[Dataset items]
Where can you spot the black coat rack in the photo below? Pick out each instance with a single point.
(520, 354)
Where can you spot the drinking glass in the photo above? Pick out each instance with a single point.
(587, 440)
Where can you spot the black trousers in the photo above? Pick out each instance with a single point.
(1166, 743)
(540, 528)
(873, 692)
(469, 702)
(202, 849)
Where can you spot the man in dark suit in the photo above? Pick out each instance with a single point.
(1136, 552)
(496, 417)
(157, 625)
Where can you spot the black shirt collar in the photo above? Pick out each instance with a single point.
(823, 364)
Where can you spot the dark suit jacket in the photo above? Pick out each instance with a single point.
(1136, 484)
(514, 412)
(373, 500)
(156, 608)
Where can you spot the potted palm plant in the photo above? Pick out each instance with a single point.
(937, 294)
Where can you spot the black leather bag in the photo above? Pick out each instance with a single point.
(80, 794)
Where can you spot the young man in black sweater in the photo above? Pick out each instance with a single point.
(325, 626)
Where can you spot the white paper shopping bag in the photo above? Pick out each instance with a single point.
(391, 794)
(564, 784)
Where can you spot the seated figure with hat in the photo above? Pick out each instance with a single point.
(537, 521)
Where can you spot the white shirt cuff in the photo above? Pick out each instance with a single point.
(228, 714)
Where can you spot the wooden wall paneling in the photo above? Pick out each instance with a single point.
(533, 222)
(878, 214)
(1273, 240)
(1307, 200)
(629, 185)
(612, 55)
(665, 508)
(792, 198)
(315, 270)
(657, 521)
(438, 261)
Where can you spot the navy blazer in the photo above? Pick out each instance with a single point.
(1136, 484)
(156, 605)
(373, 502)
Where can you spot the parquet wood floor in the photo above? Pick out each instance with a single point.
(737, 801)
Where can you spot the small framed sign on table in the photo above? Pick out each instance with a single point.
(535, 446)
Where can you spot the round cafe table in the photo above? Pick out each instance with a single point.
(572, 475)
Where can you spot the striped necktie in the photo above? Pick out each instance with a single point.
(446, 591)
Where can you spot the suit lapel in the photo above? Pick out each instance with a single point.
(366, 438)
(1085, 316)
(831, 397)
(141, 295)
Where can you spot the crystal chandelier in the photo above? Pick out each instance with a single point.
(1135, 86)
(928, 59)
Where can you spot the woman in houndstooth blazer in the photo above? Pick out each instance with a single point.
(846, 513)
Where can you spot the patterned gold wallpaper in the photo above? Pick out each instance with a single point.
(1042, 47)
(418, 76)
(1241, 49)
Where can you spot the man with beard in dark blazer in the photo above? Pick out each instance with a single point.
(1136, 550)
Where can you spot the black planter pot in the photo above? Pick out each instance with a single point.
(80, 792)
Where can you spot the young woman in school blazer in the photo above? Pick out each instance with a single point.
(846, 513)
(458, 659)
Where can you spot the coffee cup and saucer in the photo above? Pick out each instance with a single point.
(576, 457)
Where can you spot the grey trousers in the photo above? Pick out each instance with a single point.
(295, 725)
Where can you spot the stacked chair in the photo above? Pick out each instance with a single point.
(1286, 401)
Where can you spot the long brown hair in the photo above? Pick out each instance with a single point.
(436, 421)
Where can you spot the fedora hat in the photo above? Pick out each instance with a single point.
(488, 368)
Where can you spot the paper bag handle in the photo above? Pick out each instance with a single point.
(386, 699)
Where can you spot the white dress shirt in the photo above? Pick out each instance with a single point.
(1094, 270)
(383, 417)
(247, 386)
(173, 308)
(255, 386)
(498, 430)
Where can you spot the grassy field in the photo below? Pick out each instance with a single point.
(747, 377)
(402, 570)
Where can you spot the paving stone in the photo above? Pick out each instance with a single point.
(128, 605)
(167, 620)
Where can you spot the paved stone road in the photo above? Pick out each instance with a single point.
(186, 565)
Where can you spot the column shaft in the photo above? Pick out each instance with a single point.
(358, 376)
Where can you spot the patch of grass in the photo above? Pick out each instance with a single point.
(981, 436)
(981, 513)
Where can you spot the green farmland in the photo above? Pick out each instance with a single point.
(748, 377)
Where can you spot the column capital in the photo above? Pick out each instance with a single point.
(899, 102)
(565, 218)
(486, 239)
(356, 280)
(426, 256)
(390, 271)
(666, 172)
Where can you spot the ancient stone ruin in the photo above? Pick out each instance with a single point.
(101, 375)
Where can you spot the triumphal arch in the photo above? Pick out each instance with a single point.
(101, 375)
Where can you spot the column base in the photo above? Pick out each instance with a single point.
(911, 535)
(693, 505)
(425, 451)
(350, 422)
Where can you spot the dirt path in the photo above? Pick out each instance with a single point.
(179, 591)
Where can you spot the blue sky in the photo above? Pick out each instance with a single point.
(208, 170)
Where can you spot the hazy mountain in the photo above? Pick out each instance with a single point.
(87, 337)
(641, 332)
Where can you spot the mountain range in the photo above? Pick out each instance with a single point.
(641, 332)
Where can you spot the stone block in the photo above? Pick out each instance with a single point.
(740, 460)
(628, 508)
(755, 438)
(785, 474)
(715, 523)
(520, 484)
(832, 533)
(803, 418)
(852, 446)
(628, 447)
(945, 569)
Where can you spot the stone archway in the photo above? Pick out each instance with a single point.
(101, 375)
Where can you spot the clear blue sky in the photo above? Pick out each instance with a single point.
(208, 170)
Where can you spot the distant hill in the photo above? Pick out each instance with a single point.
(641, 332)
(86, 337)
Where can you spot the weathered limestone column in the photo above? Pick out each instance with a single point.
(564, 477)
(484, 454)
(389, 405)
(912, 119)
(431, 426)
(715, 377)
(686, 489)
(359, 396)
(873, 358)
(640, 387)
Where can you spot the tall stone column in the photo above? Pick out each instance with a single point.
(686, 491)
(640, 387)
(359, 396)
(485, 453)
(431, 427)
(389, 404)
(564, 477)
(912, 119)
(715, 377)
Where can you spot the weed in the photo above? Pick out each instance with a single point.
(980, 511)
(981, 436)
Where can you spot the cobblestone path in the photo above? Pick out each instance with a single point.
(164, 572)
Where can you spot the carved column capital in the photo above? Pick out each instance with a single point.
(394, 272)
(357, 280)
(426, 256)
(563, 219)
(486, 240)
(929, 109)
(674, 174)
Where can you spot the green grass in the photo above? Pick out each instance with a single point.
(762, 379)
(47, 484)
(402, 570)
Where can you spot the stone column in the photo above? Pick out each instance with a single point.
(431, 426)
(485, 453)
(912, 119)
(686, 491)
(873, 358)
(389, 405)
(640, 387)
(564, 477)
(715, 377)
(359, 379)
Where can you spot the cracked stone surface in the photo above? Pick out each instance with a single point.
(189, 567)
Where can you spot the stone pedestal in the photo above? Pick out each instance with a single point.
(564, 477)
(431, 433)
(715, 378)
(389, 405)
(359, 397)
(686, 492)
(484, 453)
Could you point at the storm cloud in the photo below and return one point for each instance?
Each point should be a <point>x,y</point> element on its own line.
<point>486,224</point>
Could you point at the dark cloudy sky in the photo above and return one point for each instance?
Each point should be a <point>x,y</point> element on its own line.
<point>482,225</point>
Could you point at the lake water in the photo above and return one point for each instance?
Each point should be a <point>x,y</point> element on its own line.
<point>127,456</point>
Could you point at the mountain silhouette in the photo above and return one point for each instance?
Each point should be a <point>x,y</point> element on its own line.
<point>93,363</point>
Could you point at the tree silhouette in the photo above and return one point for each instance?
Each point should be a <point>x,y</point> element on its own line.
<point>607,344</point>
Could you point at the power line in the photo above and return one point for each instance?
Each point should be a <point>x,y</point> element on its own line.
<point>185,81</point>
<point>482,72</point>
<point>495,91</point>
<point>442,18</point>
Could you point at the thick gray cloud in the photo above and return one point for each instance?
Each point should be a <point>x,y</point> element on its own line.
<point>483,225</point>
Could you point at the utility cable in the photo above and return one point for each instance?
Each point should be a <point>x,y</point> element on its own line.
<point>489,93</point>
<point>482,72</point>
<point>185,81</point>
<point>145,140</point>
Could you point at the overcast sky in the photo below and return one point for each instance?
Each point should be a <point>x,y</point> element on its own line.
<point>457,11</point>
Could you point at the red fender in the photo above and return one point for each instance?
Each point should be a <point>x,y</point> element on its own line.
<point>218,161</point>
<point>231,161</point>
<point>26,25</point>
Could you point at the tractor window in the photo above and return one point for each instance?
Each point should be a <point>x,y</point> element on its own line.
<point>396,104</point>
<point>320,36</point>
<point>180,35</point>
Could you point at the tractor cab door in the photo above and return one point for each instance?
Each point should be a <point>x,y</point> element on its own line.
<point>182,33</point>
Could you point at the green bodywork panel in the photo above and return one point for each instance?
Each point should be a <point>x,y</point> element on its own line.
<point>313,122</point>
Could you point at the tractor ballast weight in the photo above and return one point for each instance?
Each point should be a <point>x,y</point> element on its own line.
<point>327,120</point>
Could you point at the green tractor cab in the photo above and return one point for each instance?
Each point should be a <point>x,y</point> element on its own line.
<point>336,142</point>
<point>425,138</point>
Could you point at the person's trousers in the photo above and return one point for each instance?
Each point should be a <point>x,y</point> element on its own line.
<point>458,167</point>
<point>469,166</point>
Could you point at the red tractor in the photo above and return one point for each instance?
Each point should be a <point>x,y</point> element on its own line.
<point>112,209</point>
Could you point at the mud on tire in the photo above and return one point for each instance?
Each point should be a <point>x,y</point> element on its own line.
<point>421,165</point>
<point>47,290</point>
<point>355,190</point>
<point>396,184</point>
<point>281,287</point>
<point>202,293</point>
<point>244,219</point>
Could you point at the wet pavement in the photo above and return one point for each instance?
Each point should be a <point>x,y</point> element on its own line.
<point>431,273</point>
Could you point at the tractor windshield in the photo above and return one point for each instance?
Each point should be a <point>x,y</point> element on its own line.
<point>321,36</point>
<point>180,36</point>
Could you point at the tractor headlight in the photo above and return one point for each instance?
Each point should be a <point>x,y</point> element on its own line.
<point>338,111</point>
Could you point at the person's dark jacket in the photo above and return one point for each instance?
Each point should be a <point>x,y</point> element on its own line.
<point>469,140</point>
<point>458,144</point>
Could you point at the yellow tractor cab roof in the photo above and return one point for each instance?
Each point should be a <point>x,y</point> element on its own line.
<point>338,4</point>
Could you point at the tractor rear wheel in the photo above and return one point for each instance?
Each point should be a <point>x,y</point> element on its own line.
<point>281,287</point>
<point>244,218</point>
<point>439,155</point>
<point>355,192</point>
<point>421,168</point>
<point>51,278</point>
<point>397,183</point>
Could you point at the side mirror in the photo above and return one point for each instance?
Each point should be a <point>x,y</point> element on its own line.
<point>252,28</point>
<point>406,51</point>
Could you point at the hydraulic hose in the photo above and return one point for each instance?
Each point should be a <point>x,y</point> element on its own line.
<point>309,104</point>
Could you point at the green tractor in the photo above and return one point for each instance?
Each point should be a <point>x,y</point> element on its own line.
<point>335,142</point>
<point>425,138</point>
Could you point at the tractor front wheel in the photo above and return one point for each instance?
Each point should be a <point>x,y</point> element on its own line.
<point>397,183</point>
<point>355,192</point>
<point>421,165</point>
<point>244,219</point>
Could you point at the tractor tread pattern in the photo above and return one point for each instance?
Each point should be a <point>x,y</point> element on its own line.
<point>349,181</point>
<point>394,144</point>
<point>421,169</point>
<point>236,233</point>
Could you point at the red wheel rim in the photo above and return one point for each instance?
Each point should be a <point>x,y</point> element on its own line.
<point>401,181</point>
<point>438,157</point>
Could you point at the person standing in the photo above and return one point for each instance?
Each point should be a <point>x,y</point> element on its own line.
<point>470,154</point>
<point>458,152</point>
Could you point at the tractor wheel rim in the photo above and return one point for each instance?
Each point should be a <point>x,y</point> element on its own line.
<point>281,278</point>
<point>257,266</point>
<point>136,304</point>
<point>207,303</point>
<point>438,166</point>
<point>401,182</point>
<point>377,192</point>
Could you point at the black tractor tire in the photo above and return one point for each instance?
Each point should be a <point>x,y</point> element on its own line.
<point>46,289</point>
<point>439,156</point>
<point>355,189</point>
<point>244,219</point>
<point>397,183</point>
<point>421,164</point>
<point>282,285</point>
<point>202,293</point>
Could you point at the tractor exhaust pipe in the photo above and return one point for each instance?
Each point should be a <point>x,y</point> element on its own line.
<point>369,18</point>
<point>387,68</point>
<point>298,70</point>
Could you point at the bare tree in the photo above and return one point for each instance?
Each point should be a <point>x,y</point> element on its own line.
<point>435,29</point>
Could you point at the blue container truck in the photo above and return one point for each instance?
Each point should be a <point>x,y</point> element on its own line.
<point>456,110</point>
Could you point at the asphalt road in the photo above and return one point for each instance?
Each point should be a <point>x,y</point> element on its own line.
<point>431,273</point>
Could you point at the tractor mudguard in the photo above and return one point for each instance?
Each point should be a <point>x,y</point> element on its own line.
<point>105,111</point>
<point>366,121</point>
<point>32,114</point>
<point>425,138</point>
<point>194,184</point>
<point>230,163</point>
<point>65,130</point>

- **Objective**
Rewrite the data from the line with "Where can you spot the stone column" to the line with "<point>486,224</point>", replacing "stone" with "granite" and changing nothing else. Return only those lines.

- **Response to this task**
Where can you spot the granite column in the photo above? Pick out each instance with a single point.
(431, 426)
(485, 453)
(912, 119)
(686, 491)
(873, 358)
(389, 405)
(640, 387)
(564, 477)
(715, 377)
(359, 379)
Where can you spot the cracked granite surface in the photo above? Pick out each instance with a single point.
(189, 567)
Where can you spot the granite pedestal in the photo above? Pick out each instance with a single point.
(564, 477)
(431, 433)
(715, 378)
(389, 405)
(359, 397)
(686, 492)
(484, 453)
Could you point at the storm cloud in the photo below and return one point for each instance?
Each point should be a <point>x,y</point> element on its own line.
<point>486,224</point>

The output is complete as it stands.